EXTRACTED MATERIAL:
————

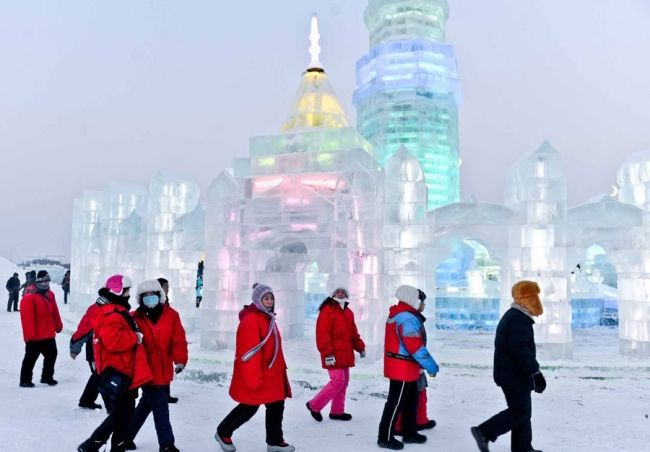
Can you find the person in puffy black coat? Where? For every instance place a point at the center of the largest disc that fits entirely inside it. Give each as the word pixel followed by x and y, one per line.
pixel 13 287
pixel 516 371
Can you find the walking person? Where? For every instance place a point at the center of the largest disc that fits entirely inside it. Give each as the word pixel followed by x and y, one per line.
pixel 121 365
pixel 40 319
pixel 164 283
pixel 405 354
pixel 259 375
pixel 29 285
pixel 13 287
pixel 337 338
pixel 166 349
pixel 516 371
pixel 65 286
pixel 116 284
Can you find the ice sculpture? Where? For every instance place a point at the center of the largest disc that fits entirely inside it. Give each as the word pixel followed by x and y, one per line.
pixel 175 238
pixel 311 195
pixel 408 91
pixel 536 192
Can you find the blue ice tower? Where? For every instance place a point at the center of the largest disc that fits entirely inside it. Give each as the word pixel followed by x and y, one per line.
pixel 408 91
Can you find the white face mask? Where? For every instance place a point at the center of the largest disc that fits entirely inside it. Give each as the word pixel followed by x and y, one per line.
pixel 341 301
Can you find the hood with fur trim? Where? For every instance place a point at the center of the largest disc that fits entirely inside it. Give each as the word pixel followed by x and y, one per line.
pixel 526 294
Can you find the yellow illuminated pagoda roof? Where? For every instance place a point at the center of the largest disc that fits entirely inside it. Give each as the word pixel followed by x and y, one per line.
pixel 316 105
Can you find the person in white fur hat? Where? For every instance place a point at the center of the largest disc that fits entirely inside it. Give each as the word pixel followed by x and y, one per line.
pixel 405 354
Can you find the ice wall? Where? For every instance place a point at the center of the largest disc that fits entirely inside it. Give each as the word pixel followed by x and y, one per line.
pixel 408 91
pixel 536 192
pixel 175 235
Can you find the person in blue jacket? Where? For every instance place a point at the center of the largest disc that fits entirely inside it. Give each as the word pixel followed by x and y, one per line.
pixel 405 354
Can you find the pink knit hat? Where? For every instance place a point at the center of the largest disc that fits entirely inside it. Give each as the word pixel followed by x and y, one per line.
pixel 118 284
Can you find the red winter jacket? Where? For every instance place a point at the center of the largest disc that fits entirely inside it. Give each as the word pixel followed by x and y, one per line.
pixel 116 345
pixel 164 342
pixel 84 333
pixel 253 383
pixel 39 316
pixel 337 335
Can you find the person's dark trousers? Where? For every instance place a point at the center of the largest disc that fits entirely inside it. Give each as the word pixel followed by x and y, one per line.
pixel 33 349
pixel 118 419
pixel 402 397
pixel 154 398
pixel 242 413
pixel 13 301
pixel 91 391
pixel 515 419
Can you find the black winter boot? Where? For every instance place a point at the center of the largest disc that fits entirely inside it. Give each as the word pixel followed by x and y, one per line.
pixel 481 440
pixel 426 426
pixel 315 414
pixel 90 446
pixel 392 444
pixel 417 438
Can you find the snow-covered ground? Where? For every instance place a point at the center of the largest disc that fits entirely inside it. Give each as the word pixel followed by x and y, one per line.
pixel 599 402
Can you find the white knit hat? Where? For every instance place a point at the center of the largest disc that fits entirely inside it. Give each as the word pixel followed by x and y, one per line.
pixel 408 294
pixel 151 285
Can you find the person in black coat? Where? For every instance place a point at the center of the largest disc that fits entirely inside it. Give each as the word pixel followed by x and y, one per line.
pixel 13 287
pixel 516 371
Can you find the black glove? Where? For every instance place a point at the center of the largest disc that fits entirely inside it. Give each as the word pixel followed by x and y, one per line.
pixel 539 382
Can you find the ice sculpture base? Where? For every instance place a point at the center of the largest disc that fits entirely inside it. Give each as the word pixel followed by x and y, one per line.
pixel 639 349
pixel 554 351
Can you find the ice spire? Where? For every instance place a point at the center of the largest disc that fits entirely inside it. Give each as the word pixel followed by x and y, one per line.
pixel 314 47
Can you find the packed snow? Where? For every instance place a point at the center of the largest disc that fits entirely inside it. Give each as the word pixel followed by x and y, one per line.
pixel 597 402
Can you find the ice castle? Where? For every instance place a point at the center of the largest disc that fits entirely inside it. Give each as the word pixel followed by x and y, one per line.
pixel 323 203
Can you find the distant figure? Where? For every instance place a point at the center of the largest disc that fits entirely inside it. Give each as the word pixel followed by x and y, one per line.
pixel 516 371
pixel 28 286
pixel 65 285
pixel 41 322
pixel 199 291
pixel 13 287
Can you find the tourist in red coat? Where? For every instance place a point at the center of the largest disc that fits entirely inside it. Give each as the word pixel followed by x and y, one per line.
pixel 117 345
pixel 337 338
pixel 166 347
pixel 260 373
pixel 118 284
pixel 41 322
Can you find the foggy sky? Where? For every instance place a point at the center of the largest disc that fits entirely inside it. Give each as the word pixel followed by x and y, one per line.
pixel 92 92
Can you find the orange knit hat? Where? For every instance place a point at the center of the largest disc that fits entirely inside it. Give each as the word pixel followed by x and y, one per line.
pixel 526 294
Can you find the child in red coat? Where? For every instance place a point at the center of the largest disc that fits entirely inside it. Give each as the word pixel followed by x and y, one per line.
pixel 337 338
pixel 260 373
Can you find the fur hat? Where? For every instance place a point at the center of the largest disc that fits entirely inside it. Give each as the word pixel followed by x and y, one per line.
pixel 259 290
pixel 409 295
pixel 151 285
pixel 526 293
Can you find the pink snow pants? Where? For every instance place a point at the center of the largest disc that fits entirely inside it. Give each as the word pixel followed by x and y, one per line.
pixel 333 391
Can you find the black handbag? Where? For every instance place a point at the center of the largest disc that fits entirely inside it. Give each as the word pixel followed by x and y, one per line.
pixel 113 383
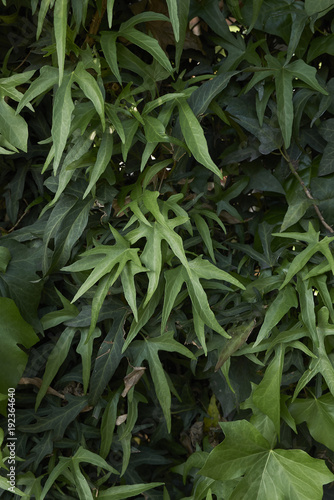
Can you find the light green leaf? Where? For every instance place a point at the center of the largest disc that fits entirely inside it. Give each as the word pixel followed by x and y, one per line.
pixel 174 17
pixel 306 299
pixel 204 231
pixel 110 6
pixel 174 281
pixel 183 12
pixel 91 90
pixel 282 304
pixel 154 129
pixel 108 424
pixel 55 318
pixel 255 14
pixel 44 7
pixel 130 128
pixel 60 28
pixel 85 349
pixel 266 396
pixel 108 44
pixel 48 78
pixel 284 104
pixel 239 335
pixel 72 463
pixel 283 473
pixel 194 137
pixel 126 491
pixel 143 17
pixel 149 44
pixel 306 73
pixel 319 416
pixel 149 350
pixel 102 160
pixel 111 111
pixel 15 331
pixel 61 118
pixel 5 257
pixel 321 6
pixel 54 362
pixel 13 127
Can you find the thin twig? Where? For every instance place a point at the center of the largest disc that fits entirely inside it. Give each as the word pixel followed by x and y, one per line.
pixel 307 192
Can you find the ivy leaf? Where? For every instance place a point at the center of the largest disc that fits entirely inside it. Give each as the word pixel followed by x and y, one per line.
pixel 13 359
pixel 319 416
pixel 91 90
pixel 266 396
pixel 13 127
pixel 285 473
pixel 147 43
pixel 194 137
pixel 72 464
pixel 59 418
pixel 5 257
pixel 60 28
pixel 110 6
pixel 49 77
pixel 126 491
pixel 277 309
pixel 148 349
pixel 61 119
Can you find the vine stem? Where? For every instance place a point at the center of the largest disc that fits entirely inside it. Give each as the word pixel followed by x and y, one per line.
pixel 306 191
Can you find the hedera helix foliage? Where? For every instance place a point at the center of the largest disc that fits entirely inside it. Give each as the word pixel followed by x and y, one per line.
pixel 166 258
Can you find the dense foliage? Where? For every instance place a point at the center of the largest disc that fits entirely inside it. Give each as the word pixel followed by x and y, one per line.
pixel 166 259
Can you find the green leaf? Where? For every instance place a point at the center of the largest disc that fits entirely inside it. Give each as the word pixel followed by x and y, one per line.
pixel 60 28
pixel 110 6
pixel 319 416
pixel 194 137
pixel 85 349
pixel 54 362
pixel 66 225
pixel 108 44
pixel 130 128
pixel 72 463
pixel 5 257
pixel 44 7
pixel 149 350
pixel 277 309
pixel 13 127
pixel 109 354
pixel 204 231
pixel 266 396
pixel 239 336
pixel 307 305
pixel 15 331
pixel 149 44
pixel 49 77
pixel 108 424
pixel 61 118
pixel 285 473
pixel 284 104
pixel 55 318
pixel 59 418
pixel 126 491
pixel 174 17
pixel 91 90
pixel 102 160
pixel 183 12
pixel 202 97
pixel 257 4
pixel 321 6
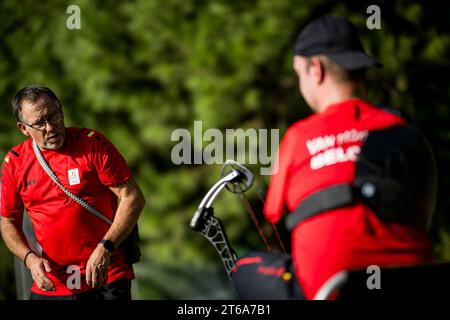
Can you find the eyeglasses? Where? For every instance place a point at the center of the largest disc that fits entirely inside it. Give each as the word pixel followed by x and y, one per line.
pixel 41 124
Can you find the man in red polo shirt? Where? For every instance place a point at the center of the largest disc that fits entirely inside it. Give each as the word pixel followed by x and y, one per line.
pixel 322 150
pixel 74 242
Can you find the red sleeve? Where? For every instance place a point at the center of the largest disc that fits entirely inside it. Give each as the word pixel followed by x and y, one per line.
pixel 110 165
pixel 10 203
pixel 274 204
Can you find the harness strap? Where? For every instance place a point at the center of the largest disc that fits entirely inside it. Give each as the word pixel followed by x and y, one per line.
pixel 323 200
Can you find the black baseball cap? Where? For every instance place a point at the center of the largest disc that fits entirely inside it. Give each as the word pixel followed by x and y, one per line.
pixel 336 38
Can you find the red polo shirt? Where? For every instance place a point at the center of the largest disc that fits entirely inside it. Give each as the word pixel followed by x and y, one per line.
pixel 87 164
pixel 321 151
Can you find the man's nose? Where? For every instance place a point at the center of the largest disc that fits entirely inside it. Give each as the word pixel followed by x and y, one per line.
pixel 49 126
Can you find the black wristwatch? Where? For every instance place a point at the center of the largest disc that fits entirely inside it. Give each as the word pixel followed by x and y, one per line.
pixel 109 245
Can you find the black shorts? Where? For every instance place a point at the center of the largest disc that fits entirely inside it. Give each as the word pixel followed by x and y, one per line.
pixel 117 290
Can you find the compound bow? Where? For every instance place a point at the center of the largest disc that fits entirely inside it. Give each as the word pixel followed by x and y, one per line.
pixel 237 179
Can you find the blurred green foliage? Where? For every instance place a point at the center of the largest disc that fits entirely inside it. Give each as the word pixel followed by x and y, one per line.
pixel 139 69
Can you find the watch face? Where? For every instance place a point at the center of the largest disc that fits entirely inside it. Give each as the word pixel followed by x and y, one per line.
pixel 109 245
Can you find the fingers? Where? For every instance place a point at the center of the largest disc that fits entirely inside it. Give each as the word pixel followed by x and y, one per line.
pixel 47 266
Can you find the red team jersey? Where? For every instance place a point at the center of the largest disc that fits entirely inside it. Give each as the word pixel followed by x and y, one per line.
pixel 318 152
pixel 87 164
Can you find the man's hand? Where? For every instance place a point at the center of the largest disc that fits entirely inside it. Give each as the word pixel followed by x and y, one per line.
pixel 97 267
pixel 38 267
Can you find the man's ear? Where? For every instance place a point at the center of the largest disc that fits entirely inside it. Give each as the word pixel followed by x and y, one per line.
pixel 22 127
pixel 317 69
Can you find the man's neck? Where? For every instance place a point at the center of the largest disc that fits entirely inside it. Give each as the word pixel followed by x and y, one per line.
pixel 338 94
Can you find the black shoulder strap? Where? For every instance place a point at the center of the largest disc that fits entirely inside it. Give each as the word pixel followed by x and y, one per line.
pixel 323 200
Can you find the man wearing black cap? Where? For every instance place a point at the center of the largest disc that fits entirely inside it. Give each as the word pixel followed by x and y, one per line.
pixel 318 159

————

TASK TO COMPLETE: Return, unchanged, every line of the records above from the line containing "Can you find the harness" down to the line containing "pixel 49 126", including both of those lines.

RESULT OF THE EXERCISE:
Can you find the harness strap? Where? For every instance place a point at the center of the largest disc that fits entirely inside it. Give each as the word pixel followed by x and y, one per line.
pixel 323 200
Can you find the black baseball cap? Where? For every instance place a point at the center of the largest disc that fits entirely inside it. Give each as the word pixel followed by x and y, one per line.
pixel 336 38
Can you find the red polo shirt? Where? For every instance place a point at the center of the largest disc that fits entirely inside it. Give each as the word pixel followed by x and y, one per line.
pixel 87 164
pixel 321 151
Can you find the man's nose? Where? For every instance place a point at the center of the largest disc that fits entirely inside it. Give each as the word pixel followed by x and y, one per line.
pixel 49 126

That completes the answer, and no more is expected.